→ Task instructions: Copy out all the entries below, swapping every "thickest part" for "widest part" and keeping everything else the same.

→ The records:
'''

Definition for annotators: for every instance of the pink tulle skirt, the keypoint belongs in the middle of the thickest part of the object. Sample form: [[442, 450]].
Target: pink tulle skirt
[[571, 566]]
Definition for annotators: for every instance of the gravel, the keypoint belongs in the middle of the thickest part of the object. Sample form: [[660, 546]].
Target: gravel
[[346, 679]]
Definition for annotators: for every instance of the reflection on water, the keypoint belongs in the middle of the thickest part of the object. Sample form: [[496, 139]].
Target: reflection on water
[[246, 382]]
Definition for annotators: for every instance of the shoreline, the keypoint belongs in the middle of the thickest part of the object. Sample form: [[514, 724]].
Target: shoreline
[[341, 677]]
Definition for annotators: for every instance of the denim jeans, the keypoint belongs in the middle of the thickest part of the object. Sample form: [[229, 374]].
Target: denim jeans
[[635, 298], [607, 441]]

'''

→ Output of the task:
Definition for annotators: for every instance of the pink tulle skirt, the keypoint belongs in the middle of the widest part of the object. Sample form: [[442, 450]].
Target: pink tulle skirt
[[571, 566]]
Definition for annotators: for every instance of the gravel, the keypoint belongs in the middle of the widest part of the object. Sample form: [[660, 546]].
Target: gravel
[[346, 679]]
Definition for annotators: for every instance of the reflection on water, the keypoint belongs in the middle of the widest part of the object. Sample form: [[496, 139]].
Target: reflection on water
[[246, 382]]
Definition for annotators: for every instance of the shoreline, the keypoint belongs in the middle of the widest part of the object. Sample form: [[514, 724]].
Target: shoreline
[[341, 677]]
Definition for annotators: for every instance of the denim jeans, the keypoint belongs in the middle of the widest part of the object. Sample form: [[229, 374]].
Target: denim jeans
[[635, 298], [607, 441]]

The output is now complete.